Görev Listesi —
1. Hüsamettin Hoca ve Baksı hakkındaki metinde "Hayat mucizelerle dolu" diye başlayan paragrafı, temel bilgilerini koruyarak madde madde yeniden yazınız.
2. Hüsamettin Hoca ve Baksı hakkındaki metinde ad ve soyadıyla anılan tüm kişileri sıralayınız.
3. Hüsamettin Hoca ve Baksı hakkındaki metni, son cümlesinden sonrasını yazarak sürdürünüz.

Okuma Metni —
================

Şimdi, Hüsamettin Hoca’yı neden bu kadar çok sevdiğimi anlatayım, eminim siz de bana hak vereceksiniz...

Hüsamettin Hoca, Bayburt’un Baksı köyünden. Yetenek, çok çalışma, azimle bugünlere gelmiş. Yurdunu, doğduğu toıprakları hiç unutmamış. Sanatın insanı nasıl değiştirdiğini, dönüştürdüğünü, sürekli bakış açısına başka boyutlar kattığını da çok iyi biliyor ya. Ne yapsın, ne etsin, yıllarca düşünmüş, düşünmüş.

Sonra hayal etmeye başlamış. Burayı hayal etmiş. Eminim herkes gülmüş, tabii tabii deyip geçiştirmiş. Arkadan, kimbilir, belki de alay etmişler.

Koskoca Hüsamettin Koçan. Ayıracağı sıkı bir bütçesi var; ama hayal de çok sıkı, ayrılmış olan yetmez ki. Çok para lazım, çok çok çok para lazım. Bir köyü, bir şehri, bir bölgeyi; hatta orayı gören herkesi büyülemek, şaşırtmak, tüm paradigmalarını yerinden oynatmak için ciddi bir finansman lazım.

Hayat mucizelerle dolu. İstek varsa, bir yol her zaman bulunuyor. Kapılar açılıyor, engeller aşılıyor. Bence doğru bir niyete, çalışkan bir zihine, mutlaka “ol” emri geliyor. Olmayacak gibi görünüyordu, bakın neler neler oldu... Sanatçılar eserlerini bir iki bağışlamaya başladılar önce. Evlerini satmaya kalkan Hüsamettin ve Oya Koçan’a “biz ev sattırmayız” dediler. Akkanat Holding’in sahibi Ali Akkanat, atölyelerin inşaatında katkıda bulundu. Kütüphaneye de. Sonra Erol Tabanca’nın çok büyük desteği oldu. Rana Tabanca, tüm olağanüstü enerjisiyle projeye dahil oldu. Bir dönem Ülker ciddi destek verdi. Öz Sigorta, müzenin kurulduğundan beri tüm müzeyi ve eserleri bila bedel sigortaladı ve devam ediyor. Kurukahveci Mehmet Efendi, Polimeks, Anel, Hasan Aydın, G7 Halkla İlişkiler, BMC, Tofaş; irili ufaklı birçok kişi ve kurum projeye el attı. O eller, bugüne kadar da Baksı’dan kalkmadı...

================

Sağlanan Liste —
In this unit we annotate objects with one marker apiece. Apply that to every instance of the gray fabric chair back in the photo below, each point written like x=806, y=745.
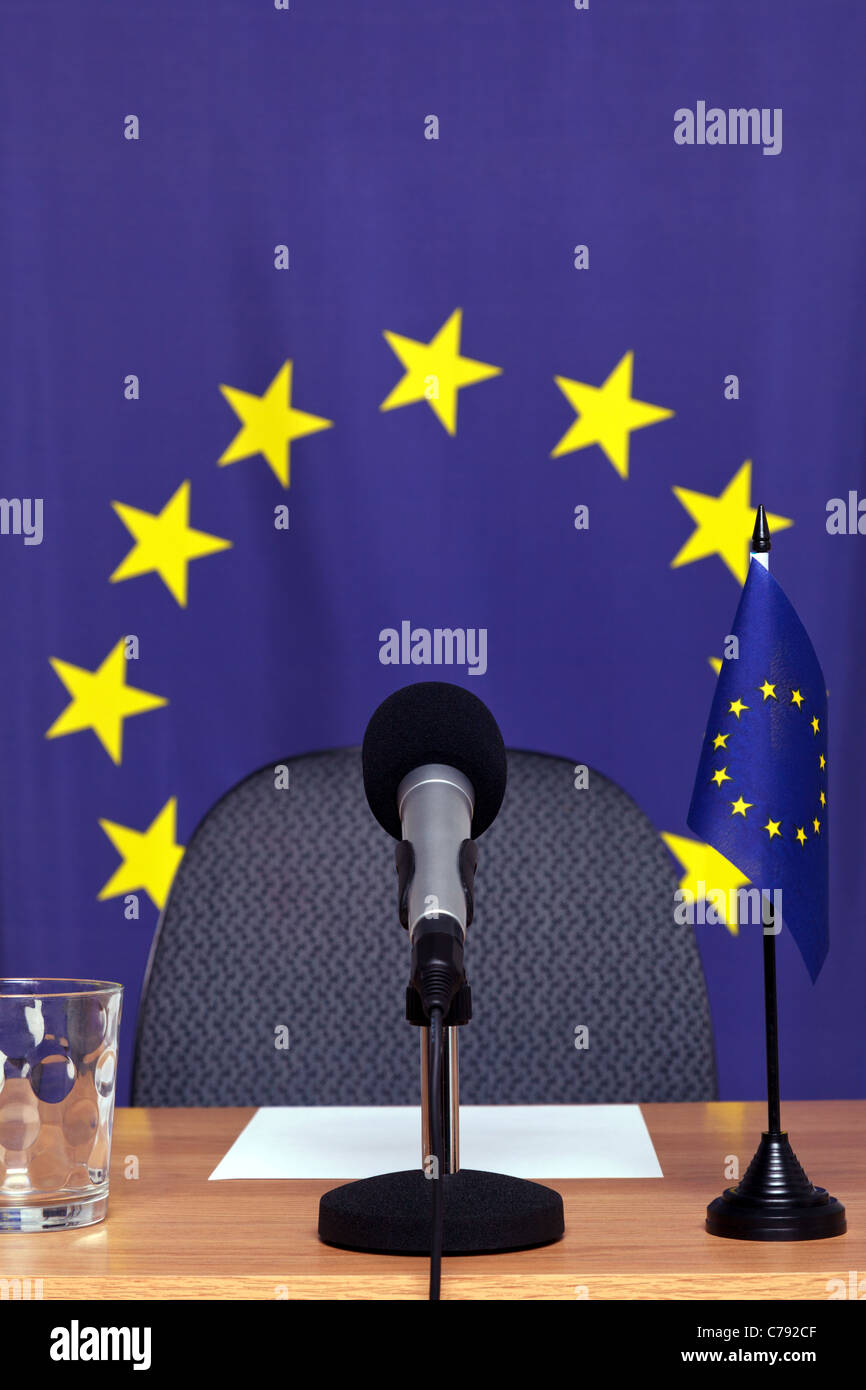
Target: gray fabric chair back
x=281, y=923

================

Nihai Yanıtlar —
1.
- İstek ve doğru niyet olduğunda engeller aşılır, kapılar açılır.
- Önce sanatçılar eserlerini bağışlamaya başladı. Evlerini satmak isteyen Hüsamettin ve Oya Koçan'a buna izin vermeyeceklerini söylediler.
- Ali Akkanat, atölyelerin ve kütüphanenin inşaatına katkıda bulundu.
- Erol Tabanca çok büyük destek verdi. Rana Tabanca da projeye katıldı.
- Ülker bir dönem ciddi destek sağladı.
- Öz Sigorta, kuruluşundan bu yana müzeyi ve eserleri bedelsiz sigortalıyor.
- Kurukahveci Mehmet Efendi, Polimeks, Anel, Hasan Aydın, G7 Halkla İlişkiler, BMC, Tofaş ve başka birçok kişi ve kurum projeye destek verdi. Bu destek bugüne kadar sürdü.

2.
- Hüsamettin Koçan
- Oya Koçan
- Ali Akkanat
- Erol Tabanca
- Rana Tabanca
- Hasan Aydın

3.
Şakir Gökçebağ, Nuri Bilge Ceylan sergileri, tamamen bila bedel gerçekleşti. Sanatçılar hiç bir telif almazken, sponsor şirketler ve kurumlarla sergiler gerçekleşmeye devam ediyorlar. Eczacıbaşı, Doğan Holding, Aydın Doğan Vakfı, Tüyap, Contemporary İstanbul, Q&B Finansbank, Ersan Transport ve irili ufaklı birçok başka bağışsever, hayalsever, sanatsever, aynı çatı altına kalplerimizi sokmuşuz işte. Hüsamettin Hocam da en ortada herkesi seviyor, herkese gülümsüyor.

BAKSI, UZAKLARDA BİR KÖYDÜ

Baksı, Kırgız Türkçesi’nde “şaman” anlamına geliyor. Şifa veren, koruyan, kollayan... Köyün ismi, “Bayraktar” olarak değişmiş, ama Baksı da hala kullanılıyor. Nüfusu 500’den az. Topu topu 80 hane yaşıyor. 

Köyü yıllarca geleneksel el sanatları yaşatmış. Tüm ustalar ya gurbete gitmiş, ya da bu dünyadan göçmüşler. O bildik, sıcacık köy dokusu bozulmuş. Gecekonduya benzeyen evlerle dolmuş sokaklar. Başka bir hayat, başka bir zaman başlamış. Hızlı yemek, hızlı yaşam, paketli hazır gıda, çabucacık kondurulan evler... Gelenekler, incelikler, unutulmuş gitmiş.

Hüsamettin Hocam “gelenel, gelecek, süreklililik bağlarını kuralım” diyor. Yetenekli çocuklara burslar veriliyor. “Bölgenin insanları yaşadıkları topraklarla gurur duysunlar istedim” diyor. Gözleri parlıyor, bunları söylerken sesi titriyor.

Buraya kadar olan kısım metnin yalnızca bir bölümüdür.